━━━ RECORDED DATA ━━━

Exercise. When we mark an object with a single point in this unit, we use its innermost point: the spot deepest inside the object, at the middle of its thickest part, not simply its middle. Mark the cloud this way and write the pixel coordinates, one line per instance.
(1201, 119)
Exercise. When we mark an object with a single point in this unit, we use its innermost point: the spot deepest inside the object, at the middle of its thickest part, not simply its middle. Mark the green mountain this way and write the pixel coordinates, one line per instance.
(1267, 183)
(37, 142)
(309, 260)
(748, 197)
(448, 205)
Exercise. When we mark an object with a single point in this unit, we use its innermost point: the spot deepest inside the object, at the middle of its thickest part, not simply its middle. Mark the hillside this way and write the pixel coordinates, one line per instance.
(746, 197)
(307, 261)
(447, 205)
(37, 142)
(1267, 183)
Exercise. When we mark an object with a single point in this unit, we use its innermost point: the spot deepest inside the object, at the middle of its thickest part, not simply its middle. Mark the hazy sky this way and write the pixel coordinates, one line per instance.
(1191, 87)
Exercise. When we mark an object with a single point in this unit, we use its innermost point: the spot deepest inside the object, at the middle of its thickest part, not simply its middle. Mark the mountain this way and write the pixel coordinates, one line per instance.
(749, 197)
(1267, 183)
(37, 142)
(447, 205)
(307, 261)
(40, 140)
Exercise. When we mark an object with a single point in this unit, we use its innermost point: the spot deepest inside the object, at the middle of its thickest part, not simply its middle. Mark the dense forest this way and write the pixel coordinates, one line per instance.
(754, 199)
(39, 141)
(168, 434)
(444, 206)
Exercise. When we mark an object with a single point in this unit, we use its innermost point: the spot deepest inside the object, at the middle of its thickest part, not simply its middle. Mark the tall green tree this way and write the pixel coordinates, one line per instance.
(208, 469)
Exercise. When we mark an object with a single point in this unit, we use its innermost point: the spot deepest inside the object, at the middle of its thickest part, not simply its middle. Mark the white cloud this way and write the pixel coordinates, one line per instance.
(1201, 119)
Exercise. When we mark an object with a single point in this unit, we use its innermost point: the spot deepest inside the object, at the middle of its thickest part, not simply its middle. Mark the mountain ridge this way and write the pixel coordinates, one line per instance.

━━━

▸ PROBLEM TO WORK ON
Every line above has to be restated word for word.

▸ RESULT FOR THIS TASK
Exercise. When we mark an object with a single point in this unit, we use its innermost point: the spot deepest inside the object, at the middle of its thickest part, not simply its middle. Mark the cloud this way and write the pixel coordinates, one line per instance.
(1201, 119)
Exercise. When we mark an object with a single point in this unit, we use its innermost point: the spot deepest inside the object, at the middle of its thickest part, not simply its middle. Mark the green mountain this way and write the pixel coordinates, one line per instance.
(1267, 183)
(37, 142)
(309, 260)
(748, 197)
(448, 205)
Exercise. When we mark an object with a single point in this unit, we use its innermost point: the spot deepest inside the object, at the middle of its thickest part, not simply its middle. Mark the hillside this way and write the pixel coordinates, one line per instance.
(746, 197)
(307, 261)
(447, 205)
(37, 142)
(1267, 183)
Exercise. When we mark an object with a single point in this unit, we use its innermost point: the spot deepest inside the object, at the middle of its thickest part, not simply its middle. Mark the hazy sky this way and write the pixel coordinates, one line per instance.
(1191, 87)
Exercise. When we mark an object with a single point in this unit, we use its innermost point: the spot deepest inside the object, at the middle of its thickest part, not simply its middle. Mark the mountain this way and write the pixel coordinates, one line per instance.
(749, 197)
(1267, 183)
(37, 142)
(447, 205)
(307, 261)
(40, 140)
Exercise. When we mark an object with a single point in this unit, we use its innermost point: the spot deepest inside the object, at the middle of its thickest part, not simply its middle. Mark the dense forest this way and write the pixel coordinates, one line per instance.
(754, 199)
(39, 141)
(168, 434)
(444, 206)
Exercise. When we mark an object with a single point in this unit, we use its innermost point: the spot deepest inside the object, at the middle of its thickest part, not simply its middle. Mark the tall green tree this way and write the pixel coordinates, one line per instance.
(208, 469)
Exercise. When we mark an object with a single point in this unit, we use its innermost point: the spot deepest inside the object, at the middle of its thickest part, not simply its middle. Mark the white cloud this way and write the pixel coordinates, one line per instance.
(1201, 119)
Exercise. When we mark an object with a single point in this unit, we use its innermost point: the spot deepest inside the object, at the middle of its thickest part, not simply its middle. Mark the mountain ridge this way and write the pixel coordinates, one line per instance.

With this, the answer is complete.